#### Exercise objective
All of the data is to be restated word for word.

(Records for the task Opens)

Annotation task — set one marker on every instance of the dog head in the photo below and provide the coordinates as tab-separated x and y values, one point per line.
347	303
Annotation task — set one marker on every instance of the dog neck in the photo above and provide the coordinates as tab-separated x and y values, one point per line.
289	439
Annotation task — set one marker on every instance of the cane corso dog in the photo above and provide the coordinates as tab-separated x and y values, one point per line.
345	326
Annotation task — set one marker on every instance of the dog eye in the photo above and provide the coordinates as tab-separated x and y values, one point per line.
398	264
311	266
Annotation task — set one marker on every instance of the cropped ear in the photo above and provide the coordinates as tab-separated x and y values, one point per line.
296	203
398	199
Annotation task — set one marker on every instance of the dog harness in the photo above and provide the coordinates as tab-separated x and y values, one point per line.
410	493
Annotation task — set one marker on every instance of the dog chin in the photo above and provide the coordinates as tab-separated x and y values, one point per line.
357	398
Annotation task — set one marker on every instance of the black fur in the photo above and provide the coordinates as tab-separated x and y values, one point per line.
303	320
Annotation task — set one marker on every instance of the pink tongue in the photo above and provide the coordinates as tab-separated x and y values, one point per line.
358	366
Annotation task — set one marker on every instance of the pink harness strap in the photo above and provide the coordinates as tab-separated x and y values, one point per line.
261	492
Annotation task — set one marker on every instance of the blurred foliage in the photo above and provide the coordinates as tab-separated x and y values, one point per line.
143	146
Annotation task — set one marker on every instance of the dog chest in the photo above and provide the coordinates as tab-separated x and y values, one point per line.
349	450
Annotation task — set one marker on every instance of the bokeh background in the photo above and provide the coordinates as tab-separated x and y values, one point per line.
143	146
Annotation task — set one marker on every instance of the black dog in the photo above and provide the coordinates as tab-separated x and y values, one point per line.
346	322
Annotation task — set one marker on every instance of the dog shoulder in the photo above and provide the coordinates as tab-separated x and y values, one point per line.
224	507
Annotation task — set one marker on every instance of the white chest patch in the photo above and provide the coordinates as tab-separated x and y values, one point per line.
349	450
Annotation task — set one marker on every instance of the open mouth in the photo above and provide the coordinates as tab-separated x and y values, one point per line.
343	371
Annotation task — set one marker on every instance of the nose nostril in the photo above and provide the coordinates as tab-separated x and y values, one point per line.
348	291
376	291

(Records for the task Closes)

#### Answer for this exercise
Annotation task — set one marker on every instance of the dog head in the photo below and provide the coordinates as tab-separated x and y values, one point per line.
347	303
Annotation task — set one marker on every instance of the dog neck in the photo above and provide the coordinates as tab-separated x and y values, one point per line.
289	439
Annotation task — set one marker on every instance of the cane corso dog in the photo above and provide the coordinates as tab-separated x and y values, one point per line.
345	326
Annotation task — set one marker on every instance of the dog eye in the photo above and provide the coordinates as tab-separated x and y values, one point per line.
398	264
311	266
Annotation task — set one marker on every instance of the cropped ear in the photo above and provide the coordinates as tab-separated x and y values, one point per line.
296	203
398	199
Annotation task — set one marker on every instance of the dog harness in the photo above and provide the coordinates as tab-separated x and y values, one point per line.
410	493
Annotation task — set one marker on every instance of the dog chin in the photo above and provide the coordinates as tab-separated x and y values, one point per line.
357	398
Annotation task — set one marker on every instance of the black fur in the photo above and provide the coordinates as tab-separated x and y values, one point per line.
303	320
Annotation task — set one marker on every instance of the pink tongue in the photo above and provide the coordinates as tab-separated x and y values, one point per line.
358	366
Annotation task — set one marker on every instance of the pink harness strap in the photo above and provide the coordinates as tab-separated x and y values, one point per line.
261	492
Annotation task — set one marker on every instance of the blurred foliage in the photo above and provide the coordinates as tab-separated x and y values, one point per line.
143	146
Annotation task — set one marker on every instance of the dog chest in the photo above and provide the coordinates as tab-separated x and y values, one point per line.
349	450
Annotation task — set one marker on every instance of the bokeh background in the photo above and provide the coordinates as tab-separated x and y values, one point per line.
143	146
Annotation task — set one marker on every instance of the black dog in the photo above and provide the coordinates as tab-separated x and y values, one point per line.
346	322
Annotation task — set one marker on every instance of the dog shoulder in the photo above and provide the coordinates as tab-separated x and y values, one point per line.
224	507
Annotation task — set one marker on every instance of the white chest patch in the photo above and provide the coordinates as tab-separated x and y values, one point per line.
349	450
Annotation task — set one marker on every instance of the open mouth in the photo above and provide the coordinates as tab-separated x and y values, one point per line.
343	371
Annotation task — set one marker on every instance of the nose nostril in the photo above and provide the coordinates as tab-separated x and y values, one point per line.
348	291
376	291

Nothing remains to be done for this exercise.